Image-to-Image Translation in Tensorflow
Make discriminators do your work for you
Written by Christopher HesseJanuary 25th, 2017
I thought that the results from pix2pix by Isola et al. looked pretty cool and wanted to implement an adversarial net, so I ported the Torch code to Tensorflow. The single-file implementation is available as pix2pix-tensorflow on github.
Here are some examples of what this thing does, from the original paper:
"The Sorcerer's Stone, a rock with enormous powers, such as: lead into gold, horses into gold, immortal life, giving ghosts restored bodies, frag trolls, trolls into gold, et cetera."
Wizard People, Dear Readers
pix2pix probably will not give ghosts restored bodies, but if you have a dataset of normal horses and their corresponding golden forms, it may be able to do something with that.
Running the Code
Terminal
# make sure you have Tensorflow 0.12.1 installed first
python -c "import tensorflow; print(tensorflow.__version__)"

# clone the repo
git clone https://github.com/affinelayer/pix2pix-tensorflow.git
cd pix2pix-tensorflow

# download the CMP Facades dataset http://cmp.felk.cvut.cz/~tylecr1/facade/
python tools/download-dataset.py facades

# train the model
# this may take 1-9 hours depending on GPU, on CPU you will be waiting for a bit
python pix2pix.py \
  --mode train \
  --output_dir facades_train \
  --max_epochs 200 \
  --input_dir facades/train \
  --which_direction BtoA

# test the model
python pix2pix.py \
  --mode test \
  --output_dir facades_test \
  --input_dir facades/val \
  --checkpoint facades_train
After training this for a long while, you can expect output along the lines of:
How pix2pix works
pix2pix uses a conditional generative adversarial network (cGAN) to learn a mapping from an input image to an output image.
The network is composed of two main pieces, the Generator and the Discriminator. The Generator applies some transform to the input image to get the output image. The Discriminator compares the input image to an unknown image (either a target image from the dataset or an output image from the generator) and tries to guess if this was produced by the generator.
An example of a dataset would be that the input image is a black and white picture and the target image is the color version of the picture:
The generator in this case is trying to learn how to colorize a black and white image:
The discriminator is looking at the generator's colorization attempts and trying to learn to tell the difference between the colorizations the generator provides and the true colorized target image provided in the dataset.
Why go through all this trouble? One of the main points of the paper is that the discriminator provides a loss function for training your generator and you didn't have to manually specify it, which is really neat. Hand-engineered transformation code has been replaced with training neural nets, so why not replace the hand-engineered loss calculations as well? If this works, you can let the computer do the work while you relax in comfort and fear that computers will replace your job.

Source material:
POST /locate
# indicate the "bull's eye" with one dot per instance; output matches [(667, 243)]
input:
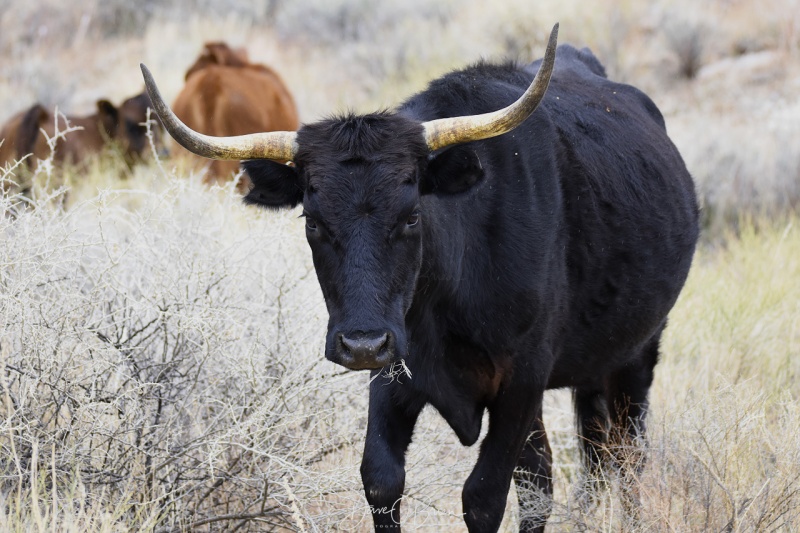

Required actions:
1 – Print the section of the pix2pix post starting at "Image-to-Image Translation in" and ending at "pix2pix-tensorflow on github.".
2 – Translate this sentence from the pix2pix post into Spanish: "pix2pix uses a conditional generative adversarial network (cGAN) to learn a mapping from an input image to an output image."

Answers for this exercise:
1 –
Image-to-Image Translation in Tensorflow
Make discriminators do your work for you
Written by Christopher HesseJanuary 25th, 2017
I thought that the results from pix2pix by Isola et al. looked pretty cool and wanted to implement an adversarial net, so I ported the Torch code to Tensorflow. The single-file implementation is available as pix2pix-tensorflow on github.

2 – pix2pix utiliza una red generativa antagónica condicional (cGAN) para aprender una correspondencia entre una imagen de entrada y una imagen de salida.